_EXTRAIT DU TEXTE_:
——————————

Vous les avez peut-être déjà aperçus avec leur panneau « free tour » devant la Cathédrale, leur casquette et leurs voix qui portent : quelques guides organisent depuis plus de quatre ans des visites de la vieille ville de Strasbourg. Il s’agit du « Happy Tour », fondé par le trentenaire Gabriel Wetzer et dont Rue89 Strasbourg avait suivi les débuts. Le concept ? Aucune réservation, aucun engagement, les amateurs peuvent se joindre au groupe quand ils le veulent et en repartir de la même manière.

Ainsi en haute saison, rendez-vous au coin de la rue Mercière, tous les jours à 14h30 pour le « original tour » de près de deux heures, en anglais. Pour la version française, rendez-vous les week-ends. Ce tour s’appelle « original », car c’est celui qu’a composé Gabriel à ses débuts, quand le happy tour, c’était lui tout seul, 6 jours sur 7 :

« J’ai commencé à faire cela pour le plaisir, pour mes amis, mes connaissances, et j’ai fini par le faire professionnellement, avec le statut d’auto-entrepreneur. J’ai démarré à la fin du mois de novembre 2013. »

L’original tour passe par la Cathédrale, la Neustadt avec la place de la République et la place Kléber. « La base », selon Gabriel. Depuis, cela marche tellement bien que Gabriel a dû recruter du monde : avec lui, Gustave et deux autres guides, tous passionnés par l’histoire de la ville et surtout, tous anglophones. Au fur et à mesure se sont rajoutés d’autres tours à la carte, comme le « Petite-France Tour », « l’Absolut Tour », et même des « secret tours », où l’itinéraire et le thème ne sont dévoilés qu’au dernier moment…

Depuis 4 ans, les free tours attirent nombre de jeunes touristes qui veulent découvrir la ville autrement (Photo Vincent Fischer / Happy Tour)
Depuis 4 ans, les free tours attirent nombre de jeunes touristes qui veulent découvrir la ville d’une manière plus conviviale (Photo Vincent Fischer / Happy Tour)

Derrière les « free tours », une petite entreprise

Derrière cette apparence artisanale et d’improvisation, c’est donc une véritable petite entreprise qui s’est montée. Sous l’ombrelle « happy tour », il y a les quatre guides, tous auto-entrepreneurs, qui s’organisent et se partagent le travail.

——————————

_DONNÉES FOURNIES_:
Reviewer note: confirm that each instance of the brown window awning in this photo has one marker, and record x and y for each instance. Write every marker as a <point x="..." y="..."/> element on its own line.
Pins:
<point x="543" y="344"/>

——————————

_CONSIGNE 1_:
Répondez à ces questions sur le texte consacré au Happy Tour :
(a) En haute saison, où et à quelle heure l'« original tour » en anglais donne-t-il rendez-vous ?
(b) À quel moment Gabriel Wetzer a-t-il démarré son activité ?
(c) Quel statut ont les quatre guides réunis sous l'ombrelle « happy tour » ?
_CONSIGNE 2_:
Résumez en deux phrases le texte consacré au Happy Tour.
_CONSIGNE 3_:
Poursuivez le texte consacré au Happy Tour à partir de sa dernière phrase.
Le matériel fourni n'est pas utile ici.

_RÉSULTAT FINAL 1_:
(a) Au coin de la rue Mercière, tous les jours à 14h30.
(b) À la fin du mois de novembre 2013.
(c) Ils sont tous auto-entrepreneurs.

_RÉSULTAT FINAL 2_:
Fondé par Gabriel Wetzer, le « Happy Tour » organise depuis plus de quatre ans des visites de la vieille ville de Strasbourg, sans réservation ni engagement, dont l'« original tour » qui passe par la Cathédrale, la Neustadt et la place Kléber. Face au succès, Gabriel a recruté d'autres guides anglophones et ajouté des tours à la carte, si bien qu'une véritable petite entreprise de quatre guides auto-entrepreneurs s'est montée.

_RÉSULTAT FINAL 3_:
Car au début de chaque visite, il est clairement indiqué aux participants que les guides vivent des « pourboires. » Ces sommes versées à la fin des tours constituent le revenu exclusif de Gabriel. Il « préfère ne pas donner de chiffres » sur son revenu exact, mais il est limité par le plafond annuel d’auto-entrepreneur de 32 600€. Il précise :

« Moi j’arrive à en vivre car je ne fais que ça mais les autres cumulent deux jobs. C’est tout à fait légal, je déclare mes pourboires comme revenus, il n’y a pas de trace écrite mais bon, c’est comme ça ».

En fait, la plupart des guides touristiques sont auto-entrepreneurs… Mais en général, ce sont des guides-conférenciers, qui détiennent la carte de guide, un sésame officiel qui leur permet d’entrer dans les musées et monuments et de travailler avec les offices du tourisme et autres tours-opérateurs… L’Alsace est une région particulièrement riche en guides-conférenciers, elle en compte plus d’une centaine, d’après l’Agira, l’association des guides conférenciers de la région Alsace.

Les trois quarts des guides du happy tour ne possèdent pas cette carte, obtenue à l’issue d’une licence professionnelle.

Pour les guides certifiés : « c’est un métier qui s’apprend »

Sébastien Saur est historien et guide-conférencier, et membre du bureau de l’Agira. Il dénonce un manque de légitimité et une « malhonnêteté » sur la gratuité :

« Ce n’est pas très honnête d’appeler cela “free tour” alors qu’au début des visites, ils indiquent un montant conseillé de participation de 5€ et qu’au final, pour les visiteurs, cela revient aussi cher que de réserver une visite à l’office du tourisme. »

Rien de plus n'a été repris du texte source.